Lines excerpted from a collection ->
━━━
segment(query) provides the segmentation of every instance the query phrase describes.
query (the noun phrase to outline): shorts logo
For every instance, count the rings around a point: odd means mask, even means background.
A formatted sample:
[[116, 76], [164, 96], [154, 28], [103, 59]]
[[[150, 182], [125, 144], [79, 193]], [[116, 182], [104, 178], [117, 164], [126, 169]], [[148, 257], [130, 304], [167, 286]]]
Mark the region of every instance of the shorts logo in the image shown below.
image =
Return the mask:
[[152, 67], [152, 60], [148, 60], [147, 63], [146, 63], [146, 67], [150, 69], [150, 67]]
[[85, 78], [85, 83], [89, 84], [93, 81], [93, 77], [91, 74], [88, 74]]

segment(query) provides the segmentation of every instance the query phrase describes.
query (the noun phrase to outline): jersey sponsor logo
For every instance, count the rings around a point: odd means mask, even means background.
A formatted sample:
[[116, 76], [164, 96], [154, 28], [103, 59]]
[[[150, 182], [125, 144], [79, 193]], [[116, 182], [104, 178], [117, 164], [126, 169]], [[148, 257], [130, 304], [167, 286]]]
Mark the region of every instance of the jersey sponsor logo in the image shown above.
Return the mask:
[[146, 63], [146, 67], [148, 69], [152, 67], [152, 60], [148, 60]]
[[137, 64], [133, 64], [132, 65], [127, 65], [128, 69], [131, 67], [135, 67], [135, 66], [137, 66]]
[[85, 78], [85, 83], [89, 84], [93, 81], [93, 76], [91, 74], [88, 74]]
━━━
Short task ->
Render the lines above as a numbered list, leaving out any blank lines.

Answer to the problem ->
1. segment(query) provides the segmentation of every instance the query phrase describes.
2. query (the noun phrase to outline): shorts logo
3. For every instance, count the rings around a point: odd means mask, even means background.
4. A formatted sample:
5. [[116, 76], [164, 96], [154, 28], [103, 59]]
6. [[[150, 182], [125, 144], [79, 193]], [[116, 182], [104, 178], [117, 164], [126, 169]], [[148, 257], [130, 304], [167, 286]]]
7. Mark the region of every instance of the shorts logo in the image shown below.
8. image =
9. Return the mask:
10. [[152, 67], [152, 60], [148, 60], [147, 63], [146, 63], [146, 67], [150, 69], [150, 67]]
11. [[85, 78], [85, 83], [89, 84], [93, 81], [93, 77], [91, 74], [88, 74]]
12. segment(query) provides the segmentation of every instance the query phrase describes.
13. query (the noun phrase to outline): jersey sponsor logo
14. For every instance, count the rings around a point: odd means mask, even means background.
15. A formatted sample:
16. [[116, 76], [164, 96], [154, 28], [103, 59]]
17. [[[150, 182], [125, 144], [79, 193]], [[116, 182], [104, 178], [117, 164], [126, 169]], [[148, 257], [130, 304], [167, 286]]]
18. Mark the region of every instance of the jersey sponsor logo in the image shown above.
19. Return the mask:
20. [[146, 63], [146, 67], [148, 69], [152, 67], [152, 60], [148, 60]]
21. [[137, 64], [133, 64], [132, 65], [127, 65], [128, 69], [131, 67], [135, 67], [135, 66], [137, 66]]
22. [[85, 78], [85, 83], [89, 84], [93, 81], [93, 76], [91, 74], [88, 74]]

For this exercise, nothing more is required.